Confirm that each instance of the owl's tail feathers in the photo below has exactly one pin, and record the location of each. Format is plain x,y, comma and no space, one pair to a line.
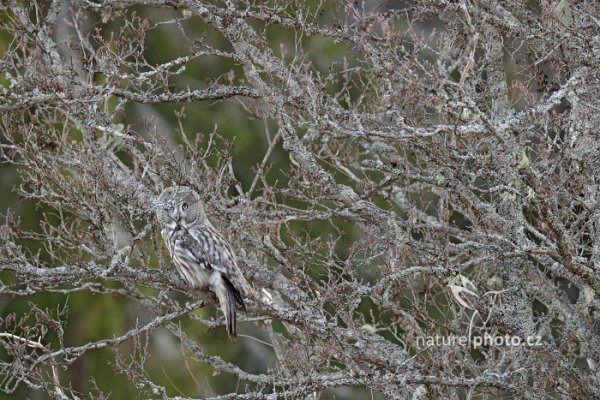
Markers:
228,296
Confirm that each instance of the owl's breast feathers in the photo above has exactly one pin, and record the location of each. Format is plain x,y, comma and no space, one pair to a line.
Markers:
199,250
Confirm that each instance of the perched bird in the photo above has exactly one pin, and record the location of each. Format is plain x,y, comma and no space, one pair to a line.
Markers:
* * *
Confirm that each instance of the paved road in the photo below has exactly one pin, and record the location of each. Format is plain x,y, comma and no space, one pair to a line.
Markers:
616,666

* _EXERCISE_
Which lines in the listing above contain the string "below"? Gather each of them, copied in full.

* _WRITTEN RESPONSE_
Confirm that each instance of the owl's tail feathers in the photo below has exactly one pin, and record the location of each. Format is plain x,y, comma and no space, one pair to a line.
Confirm that each instance of the paved road in the photo below has exactly one pin, and record the location of each. Format is plain x,y, comma and no space, one pair to a line.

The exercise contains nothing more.